Pada tahap penentuan telah ditetapkan beberapa penentuan perundang–undangan
tentang HAM seperti amandemen konstitusi Negara ( UUD
1945), ketetapan MPR ( TAP MPR ), Undang – undang (UU), peraturan pemerintah
dan ketentuan perundang–undangan lainnya.
Pada
masa menjelang peralihan pemerintahan dari masa Orde Baru ke masa Reformasi
banyak sekali kejadian menyangkut pelanggaran HAM ini. Peristiwa 1998 yang berujung penguduran diri Presiden Soeharto pada
waktu itu sebetulnya adalah puncak dari segala peristiwa yang terjadi
sebelumnya. Pada masa pemerintahan yang sangat
represif, banyak aktifis yang tiba-tiba hilang tak tahu di mana rimbanya.
Disinyalir kuat mereka telah diculik dan dibunuh oleh
tangan-tangan penguasa pada waktu itu. Aksi demo besar-besaran
mahasiswa dari seluruh Indonesia juga menyimpan sejumlah kasus pelanggaran HAM
oleh aparat keamanan terhadap rakyat sipil. Semuanya
berlangsung secara sporadic dan sangat massif pada waktu itu. Karena institusi hukum telah dikuasai oleh penguasa, maka HAM
adalah alat yang digunakan untuk menjerat para pelaku pelanggaran tersebut. Bahkan ketika masa reformasi, cara-cara pelenyapan aktifis masih
juga terjadi. Masih segar dalam ingatan kita
bagaimana almarhum Munir yang tewas secara mendadak dalam perjalanannya ke
Belanda. Di dalam darahnya ditemukan racun jenis arsen yang
melewati ambang batas normal. Diduga kuat dia telah
dengan sengaja diracun.
BAB
III
PEMBAHASAN
A.
Dasar Hukum pengaturan, penegakan dan penghormatan
HAM di Indonesia
Istilah atau perkataan hak asasi manusia itu
sendiri sebenarnya tidak dijumpai dalam UUD 1945 baik dalam pembukaan, batang
tubuh, maupun penjelasannya. Istilah
yang dapat ditemukan adalah pencantuman dengan tegas perkataan hak dan
kewajiban warga negara, dan hak-hak Dewan Perwakilan Rakyat. Baru
setelah UUD 1945 mengalami perubahan atau amandemen kedua, istilah hak asasi
manusia dicantumkan secara tegas.Guna lebih memantapkan perhatian atas
perkembangan HAM di Indonesia, oleh berbagai kalangan masyarakat (organisasi
maupun lembaga), telah diusulkan agar dapat diterbitkannya suatu Ketetapan MPR
yang memuat piagam hak-hak asasi Manusia atau Ketetapan MPR tentang GBHN yang
didalamnya memuat operasionalisasi daripada hak-hak dan kewajiban-kewajiban
asasi manusia Indonesia yang ada dalam UUD 1945. Akhirnya ketetapan MPR RI yang
diharapkan memuat secara adanya HAM itu dapat diwujudkan dalam masa Orde
Reformasi, yaitu selama Sidang Istimewa MPR yangberlangsung dari tanggal 10
sampai dengan 13 November 1988. Dalam rapat paripurna ke-4
tanggal 13 November 1988, telah diputuskan lahirnya Ketetapan MPR RI No.

Daftar Data:
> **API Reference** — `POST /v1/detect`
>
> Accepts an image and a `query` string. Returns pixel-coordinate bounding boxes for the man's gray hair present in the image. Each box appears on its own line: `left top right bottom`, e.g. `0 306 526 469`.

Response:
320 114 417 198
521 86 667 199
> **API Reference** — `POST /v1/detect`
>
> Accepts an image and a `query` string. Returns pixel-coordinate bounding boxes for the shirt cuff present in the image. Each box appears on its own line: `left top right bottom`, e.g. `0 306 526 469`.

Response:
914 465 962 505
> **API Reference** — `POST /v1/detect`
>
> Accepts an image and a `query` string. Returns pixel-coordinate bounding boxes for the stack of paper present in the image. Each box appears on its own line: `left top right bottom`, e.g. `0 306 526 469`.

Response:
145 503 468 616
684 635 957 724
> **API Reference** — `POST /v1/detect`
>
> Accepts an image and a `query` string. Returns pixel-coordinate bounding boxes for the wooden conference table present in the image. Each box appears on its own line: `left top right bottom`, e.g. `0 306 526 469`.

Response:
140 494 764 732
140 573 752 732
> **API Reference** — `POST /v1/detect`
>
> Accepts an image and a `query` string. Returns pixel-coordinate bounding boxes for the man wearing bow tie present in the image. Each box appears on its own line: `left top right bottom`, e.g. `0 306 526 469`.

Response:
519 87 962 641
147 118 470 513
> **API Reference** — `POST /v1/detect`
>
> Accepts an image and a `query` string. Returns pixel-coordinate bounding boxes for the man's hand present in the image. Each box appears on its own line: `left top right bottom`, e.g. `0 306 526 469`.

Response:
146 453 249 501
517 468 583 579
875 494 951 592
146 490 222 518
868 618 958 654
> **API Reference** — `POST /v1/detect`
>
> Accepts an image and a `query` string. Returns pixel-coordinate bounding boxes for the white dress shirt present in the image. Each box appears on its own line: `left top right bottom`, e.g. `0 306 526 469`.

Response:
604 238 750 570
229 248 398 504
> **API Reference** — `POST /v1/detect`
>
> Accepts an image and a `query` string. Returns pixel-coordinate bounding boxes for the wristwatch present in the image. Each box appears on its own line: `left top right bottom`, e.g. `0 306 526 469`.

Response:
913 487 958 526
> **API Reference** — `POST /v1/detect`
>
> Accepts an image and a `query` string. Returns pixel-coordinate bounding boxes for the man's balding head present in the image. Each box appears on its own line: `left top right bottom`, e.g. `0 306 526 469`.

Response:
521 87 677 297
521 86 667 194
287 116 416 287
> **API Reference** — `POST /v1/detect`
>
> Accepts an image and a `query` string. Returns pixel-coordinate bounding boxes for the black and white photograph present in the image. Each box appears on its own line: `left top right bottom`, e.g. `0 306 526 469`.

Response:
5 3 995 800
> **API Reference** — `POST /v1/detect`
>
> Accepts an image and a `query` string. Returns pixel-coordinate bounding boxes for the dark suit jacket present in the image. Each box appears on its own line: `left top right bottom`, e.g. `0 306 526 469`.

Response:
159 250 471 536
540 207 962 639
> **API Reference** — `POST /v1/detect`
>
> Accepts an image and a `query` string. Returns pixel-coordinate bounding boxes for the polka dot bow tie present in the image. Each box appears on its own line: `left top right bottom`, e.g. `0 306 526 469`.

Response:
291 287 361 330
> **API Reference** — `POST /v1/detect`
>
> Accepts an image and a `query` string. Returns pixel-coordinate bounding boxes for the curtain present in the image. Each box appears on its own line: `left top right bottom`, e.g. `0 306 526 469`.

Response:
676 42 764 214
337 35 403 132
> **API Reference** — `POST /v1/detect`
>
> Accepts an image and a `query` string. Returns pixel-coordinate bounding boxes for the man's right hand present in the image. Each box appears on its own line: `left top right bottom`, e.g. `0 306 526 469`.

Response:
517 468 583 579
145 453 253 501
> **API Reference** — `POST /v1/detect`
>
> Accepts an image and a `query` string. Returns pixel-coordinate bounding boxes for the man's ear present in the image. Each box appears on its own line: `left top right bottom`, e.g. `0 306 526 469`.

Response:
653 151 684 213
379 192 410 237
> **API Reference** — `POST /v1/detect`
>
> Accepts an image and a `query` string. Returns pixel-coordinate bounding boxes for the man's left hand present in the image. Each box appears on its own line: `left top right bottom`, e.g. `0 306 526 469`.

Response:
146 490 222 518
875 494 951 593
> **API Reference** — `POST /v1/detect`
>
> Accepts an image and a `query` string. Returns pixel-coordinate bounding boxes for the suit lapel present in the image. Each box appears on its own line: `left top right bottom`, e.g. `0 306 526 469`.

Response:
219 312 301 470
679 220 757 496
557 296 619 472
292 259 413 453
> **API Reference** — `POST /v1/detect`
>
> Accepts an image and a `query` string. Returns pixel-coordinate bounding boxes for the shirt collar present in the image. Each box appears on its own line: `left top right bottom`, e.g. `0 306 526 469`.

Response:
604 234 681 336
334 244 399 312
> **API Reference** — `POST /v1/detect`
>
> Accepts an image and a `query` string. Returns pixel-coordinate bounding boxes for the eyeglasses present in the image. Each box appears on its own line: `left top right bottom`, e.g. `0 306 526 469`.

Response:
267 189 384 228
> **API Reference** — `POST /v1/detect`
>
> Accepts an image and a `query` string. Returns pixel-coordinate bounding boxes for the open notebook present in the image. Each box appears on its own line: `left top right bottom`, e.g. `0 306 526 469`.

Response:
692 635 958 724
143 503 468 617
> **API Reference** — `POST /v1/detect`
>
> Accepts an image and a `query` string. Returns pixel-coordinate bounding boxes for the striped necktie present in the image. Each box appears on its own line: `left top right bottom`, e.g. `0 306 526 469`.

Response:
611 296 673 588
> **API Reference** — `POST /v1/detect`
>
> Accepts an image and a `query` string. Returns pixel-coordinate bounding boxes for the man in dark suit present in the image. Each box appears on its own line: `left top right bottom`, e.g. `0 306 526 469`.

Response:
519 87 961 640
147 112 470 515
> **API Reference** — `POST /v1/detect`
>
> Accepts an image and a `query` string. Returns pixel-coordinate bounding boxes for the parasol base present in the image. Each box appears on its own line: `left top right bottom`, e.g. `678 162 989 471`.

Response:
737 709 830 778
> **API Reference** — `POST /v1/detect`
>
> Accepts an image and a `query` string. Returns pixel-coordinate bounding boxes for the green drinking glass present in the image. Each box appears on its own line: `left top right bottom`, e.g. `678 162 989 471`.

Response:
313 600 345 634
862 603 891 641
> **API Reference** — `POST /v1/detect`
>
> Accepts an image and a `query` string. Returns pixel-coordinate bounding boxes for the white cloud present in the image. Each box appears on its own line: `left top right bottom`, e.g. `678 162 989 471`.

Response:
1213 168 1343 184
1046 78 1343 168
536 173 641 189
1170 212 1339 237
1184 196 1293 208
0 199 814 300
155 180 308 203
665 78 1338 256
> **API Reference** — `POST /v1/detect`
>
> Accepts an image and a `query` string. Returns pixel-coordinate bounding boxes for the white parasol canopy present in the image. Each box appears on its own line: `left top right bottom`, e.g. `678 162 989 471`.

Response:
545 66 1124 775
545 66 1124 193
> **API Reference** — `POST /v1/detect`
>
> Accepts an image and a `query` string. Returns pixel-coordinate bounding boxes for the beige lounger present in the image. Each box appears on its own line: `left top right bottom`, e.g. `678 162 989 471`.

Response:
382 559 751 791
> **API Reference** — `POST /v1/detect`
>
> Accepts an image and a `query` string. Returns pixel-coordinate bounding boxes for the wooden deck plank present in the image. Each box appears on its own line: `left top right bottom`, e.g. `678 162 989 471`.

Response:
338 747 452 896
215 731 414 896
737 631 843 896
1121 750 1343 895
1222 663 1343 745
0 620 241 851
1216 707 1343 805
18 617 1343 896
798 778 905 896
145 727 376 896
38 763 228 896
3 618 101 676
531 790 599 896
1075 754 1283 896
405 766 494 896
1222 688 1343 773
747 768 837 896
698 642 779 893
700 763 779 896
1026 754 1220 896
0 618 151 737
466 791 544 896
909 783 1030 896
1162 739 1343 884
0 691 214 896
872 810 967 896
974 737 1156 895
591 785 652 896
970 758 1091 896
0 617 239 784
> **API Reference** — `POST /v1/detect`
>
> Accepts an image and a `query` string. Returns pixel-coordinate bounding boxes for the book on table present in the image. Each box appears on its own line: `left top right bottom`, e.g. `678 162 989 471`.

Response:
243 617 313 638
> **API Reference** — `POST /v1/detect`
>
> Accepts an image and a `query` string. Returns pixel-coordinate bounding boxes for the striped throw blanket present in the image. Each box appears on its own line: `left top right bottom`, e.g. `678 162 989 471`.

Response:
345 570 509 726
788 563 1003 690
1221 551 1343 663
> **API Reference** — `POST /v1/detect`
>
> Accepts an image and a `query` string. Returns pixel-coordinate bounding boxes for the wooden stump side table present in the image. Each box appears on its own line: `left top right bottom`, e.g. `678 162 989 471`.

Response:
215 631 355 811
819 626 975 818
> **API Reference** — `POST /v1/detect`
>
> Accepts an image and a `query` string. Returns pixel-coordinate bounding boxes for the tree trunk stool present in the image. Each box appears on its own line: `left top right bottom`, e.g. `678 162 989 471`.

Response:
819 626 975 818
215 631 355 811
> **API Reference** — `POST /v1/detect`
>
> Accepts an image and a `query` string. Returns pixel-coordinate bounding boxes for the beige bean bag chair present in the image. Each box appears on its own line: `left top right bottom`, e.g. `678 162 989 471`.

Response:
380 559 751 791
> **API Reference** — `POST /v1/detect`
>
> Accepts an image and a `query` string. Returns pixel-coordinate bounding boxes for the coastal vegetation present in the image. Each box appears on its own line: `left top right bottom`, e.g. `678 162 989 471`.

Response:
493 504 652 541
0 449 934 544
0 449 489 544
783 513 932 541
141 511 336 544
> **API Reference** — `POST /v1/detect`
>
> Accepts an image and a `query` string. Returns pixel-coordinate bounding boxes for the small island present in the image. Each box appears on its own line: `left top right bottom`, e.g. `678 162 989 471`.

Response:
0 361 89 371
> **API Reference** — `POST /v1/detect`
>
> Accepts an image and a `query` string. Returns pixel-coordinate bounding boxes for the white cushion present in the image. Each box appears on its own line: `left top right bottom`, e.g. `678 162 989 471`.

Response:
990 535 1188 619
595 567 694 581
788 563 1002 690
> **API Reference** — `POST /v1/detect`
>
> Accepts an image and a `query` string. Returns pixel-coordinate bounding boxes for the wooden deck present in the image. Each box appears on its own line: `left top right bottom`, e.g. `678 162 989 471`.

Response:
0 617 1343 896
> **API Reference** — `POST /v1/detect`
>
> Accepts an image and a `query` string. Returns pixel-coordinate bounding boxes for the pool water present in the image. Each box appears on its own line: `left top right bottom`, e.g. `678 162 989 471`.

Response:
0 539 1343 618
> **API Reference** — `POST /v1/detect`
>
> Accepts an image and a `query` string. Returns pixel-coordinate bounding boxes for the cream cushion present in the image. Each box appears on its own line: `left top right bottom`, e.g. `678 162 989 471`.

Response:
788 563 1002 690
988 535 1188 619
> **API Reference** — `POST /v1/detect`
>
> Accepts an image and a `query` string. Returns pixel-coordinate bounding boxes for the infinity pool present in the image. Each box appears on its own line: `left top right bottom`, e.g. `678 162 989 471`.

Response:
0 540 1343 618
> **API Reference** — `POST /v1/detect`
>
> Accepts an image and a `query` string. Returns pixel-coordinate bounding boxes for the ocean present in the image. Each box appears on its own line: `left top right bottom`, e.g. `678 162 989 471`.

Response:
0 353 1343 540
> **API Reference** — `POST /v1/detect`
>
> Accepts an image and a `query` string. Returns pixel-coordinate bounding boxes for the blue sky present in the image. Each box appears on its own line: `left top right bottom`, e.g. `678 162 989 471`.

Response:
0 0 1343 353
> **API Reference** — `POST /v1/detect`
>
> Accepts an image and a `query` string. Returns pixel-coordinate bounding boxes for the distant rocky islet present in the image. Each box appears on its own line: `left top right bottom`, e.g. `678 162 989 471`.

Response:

Tugas yang Dikerjakan:
**a.** Menurut teks tentang hak asasi manusia, racun jenis apa yang ditemukan di dalam darah Munir?
**b.** Tuliskan kembali bagian teks tentang hak asasi manusia yang dibuka dengan kata-kata "Pada tahap penentuan" dan ditutup dengan "ketentuan perundang–undangan lainnya.", lalu gantilah "konstitusi" dengan "undang-undang dasar".

Daftar Jawaban:
**a.** Racun jenis arsen.

**b.**
Pada tahap penentuan telah ditetapkan beberapa penentuan perundang–undangan
tentang HAM seperti amandemen undang-undang dasar Negara ( UUD
1945), ketetapan MPR ( TAP MPR ), Undang – undang (UU), peraturan pemerintah
dan ketentuan perundang–undangan lainnya.